* TUJUAN LATIHAN *
1. Sebutkan semua hal yang penataan dan pembinaannya menjadi pokok pedoman Permendag 53/2008, sesuai judul peraturan itu dalam teks tentang perizinan minimarket.
2. Tarik keluar setiap baris entri yang memuat string "instance", dengan membedakan huruf besar dan huruf kecil.

* TEKS DOKUMEN *
((

Mengenai jarak antar-minimarket dengan pasar tradisional yang saling berdekatan, hal tersebut berkaitan dengan masalah perizinan pendirian toko modern (minimarket).  Suatu toko modern (minimarket) harus memiliki izin pendirian yang disebut dengan Izin Usaha Toko Modern (“IUTM”) yang diterbitkan oleh Bupati/Walikota dan khusus untuk wilayah DKI Jakarta diterbitkan oleh Gubernur (Pasal 12 Perpres 112/2007). Kemudian kewenangan untuk menerbitkan IUTM ini dapat didelegasikan kepada Kepala Dinas/Unit yang bertanggung jawab di bidang perdagangan atau pejabat yang bertanggung jawab dalam pelaksanaan Pelayanan Terpadu Satu Pintu setempat (Pasal 11 Permendag No. 53/M-DAG/PER/12/2008 Tahun 2008 tentang Pedoman Penataan dan Pembinaan Pasar Tradisional, Pusat Perbelanjaan dan Toko Modern - “Permendag 53/2008”).

))

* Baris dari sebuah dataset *
((

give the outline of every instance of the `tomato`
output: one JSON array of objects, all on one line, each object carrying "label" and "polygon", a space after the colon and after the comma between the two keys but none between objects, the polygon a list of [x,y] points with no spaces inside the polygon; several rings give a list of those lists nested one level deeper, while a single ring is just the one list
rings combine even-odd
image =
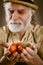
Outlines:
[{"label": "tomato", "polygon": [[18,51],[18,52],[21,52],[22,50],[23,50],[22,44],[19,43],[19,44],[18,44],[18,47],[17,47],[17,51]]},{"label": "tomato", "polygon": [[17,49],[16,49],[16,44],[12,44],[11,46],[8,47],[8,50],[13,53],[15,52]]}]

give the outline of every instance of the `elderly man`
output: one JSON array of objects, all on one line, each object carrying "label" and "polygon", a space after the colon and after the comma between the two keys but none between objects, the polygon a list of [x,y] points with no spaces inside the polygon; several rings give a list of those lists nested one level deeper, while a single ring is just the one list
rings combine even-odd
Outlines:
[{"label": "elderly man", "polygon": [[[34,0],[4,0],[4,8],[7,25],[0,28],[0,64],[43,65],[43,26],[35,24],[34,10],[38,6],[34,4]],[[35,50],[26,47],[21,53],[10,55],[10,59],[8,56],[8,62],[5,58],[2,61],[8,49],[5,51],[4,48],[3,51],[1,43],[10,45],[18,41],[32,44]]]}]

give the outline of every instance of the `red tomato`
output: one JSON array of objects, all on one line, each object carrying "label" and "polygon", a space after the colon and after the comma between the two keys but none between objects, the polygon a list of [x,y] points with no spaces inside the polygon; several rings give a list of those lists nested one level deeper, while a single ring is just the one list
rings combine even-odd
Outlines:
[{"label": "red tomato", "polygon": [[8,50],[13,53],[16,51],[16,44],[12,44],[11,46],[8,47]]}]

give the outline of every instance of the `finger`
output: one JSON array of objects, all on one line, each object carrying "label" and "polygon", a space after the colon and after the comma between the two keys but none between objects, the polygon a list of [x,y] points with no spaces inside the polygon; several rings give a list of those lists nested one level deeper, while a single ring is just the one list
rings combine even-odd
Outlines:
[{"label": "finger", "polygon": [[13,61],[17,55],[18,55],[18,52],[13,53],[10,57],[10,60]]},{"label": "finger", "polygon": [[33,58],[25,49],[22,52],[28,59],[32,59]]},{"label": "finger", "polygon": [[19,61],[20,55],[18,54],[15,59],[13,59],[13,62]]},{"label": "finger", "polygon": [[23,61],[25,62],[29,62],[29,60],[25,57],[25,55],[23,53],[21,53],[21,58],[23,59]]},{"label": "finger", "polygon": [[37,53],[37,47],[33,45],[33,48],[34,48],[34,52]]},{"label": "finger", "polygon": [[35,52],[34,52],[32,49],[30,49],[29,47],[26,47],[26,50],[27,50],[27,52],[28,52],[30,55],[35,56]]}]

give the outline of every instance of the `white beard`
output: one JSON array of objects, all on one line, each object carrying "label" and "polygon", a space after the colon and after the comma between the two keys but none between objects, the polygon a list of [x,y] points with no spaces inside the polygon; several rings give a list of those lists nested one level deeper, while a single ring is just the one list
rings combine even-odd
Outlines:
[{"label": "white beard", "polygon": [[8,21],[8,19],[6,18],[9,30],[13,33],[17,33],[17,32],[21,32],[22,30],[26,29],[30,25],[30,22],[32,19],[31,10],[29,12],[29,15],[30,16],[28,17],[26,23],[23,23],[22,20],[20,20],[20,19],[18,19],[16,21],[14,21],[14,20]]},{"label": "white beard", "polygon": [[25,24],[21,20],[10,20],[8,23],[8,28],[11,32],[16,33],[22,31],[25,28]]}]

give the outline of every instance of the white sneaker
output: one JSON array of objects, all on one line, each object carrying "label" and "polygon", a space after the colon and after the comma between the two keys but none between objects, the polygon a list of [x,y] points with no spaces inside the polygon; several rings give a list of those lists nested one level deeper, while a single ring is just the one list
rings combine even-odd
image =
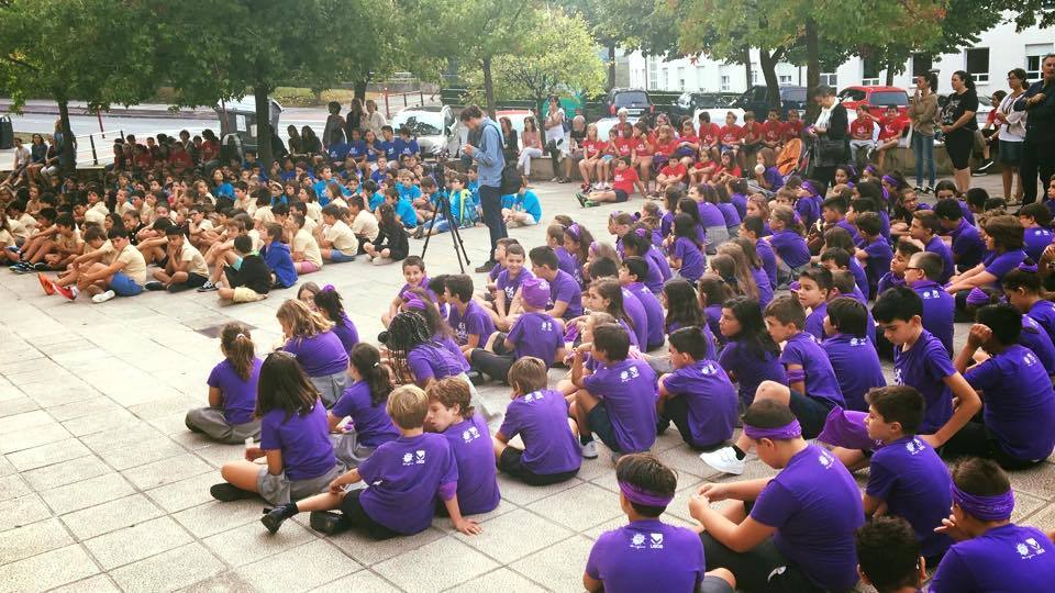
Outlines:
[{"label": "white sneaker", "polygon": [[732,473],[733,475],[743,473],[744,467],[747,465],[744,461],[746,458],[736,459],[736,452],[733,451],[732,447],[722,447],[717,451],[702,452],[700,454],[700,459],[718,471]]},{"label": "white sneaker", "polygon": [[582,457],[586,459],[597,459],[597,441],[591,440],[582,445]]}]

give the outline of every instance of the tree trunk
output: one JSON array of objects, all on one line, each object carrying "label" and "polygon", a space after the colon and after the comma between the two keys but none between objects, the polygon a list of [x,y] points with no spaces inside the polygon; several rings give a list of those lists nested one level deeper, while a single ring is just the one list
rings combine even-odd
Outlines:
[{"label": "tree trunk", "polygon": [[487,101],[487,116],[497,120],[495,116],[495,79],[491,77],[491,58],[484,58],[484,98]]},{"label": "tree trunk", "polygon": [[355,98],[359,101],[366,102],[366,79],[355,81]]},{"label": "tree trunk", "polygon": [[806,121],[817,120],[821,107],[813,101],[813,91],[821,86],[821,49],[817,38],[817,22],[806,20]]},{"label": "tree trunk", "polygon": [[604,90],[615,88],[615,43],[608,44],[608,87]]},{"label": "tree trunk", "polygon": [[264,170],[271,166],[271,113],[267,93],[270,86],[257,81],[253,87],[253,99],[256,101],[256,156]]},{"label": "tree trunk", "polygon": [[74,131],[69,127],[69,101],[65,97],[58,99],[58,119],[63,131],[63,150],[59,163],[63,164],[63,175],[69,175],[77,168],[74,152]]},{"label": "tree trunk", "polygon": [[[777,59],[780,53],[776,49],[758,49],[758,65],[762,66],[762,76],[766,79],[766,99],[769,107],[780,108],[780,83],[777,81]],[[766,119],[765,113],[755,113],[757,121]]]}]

))

* JAWABAN LATIHAN *
1. Pasar Tradisional, Pusat Perbelanjaan, Toko Modern

2.
give the outline of every instance of the `tomato`
give the outline of every instance of the `elderly man`
give the outline of every instance of the `red tomato`
give the outline of every instance of the `finger`
give the outline of every instance of the `white beard`
give the outline of every instance of the white sneaker
give the outline of every instance of the tree trunk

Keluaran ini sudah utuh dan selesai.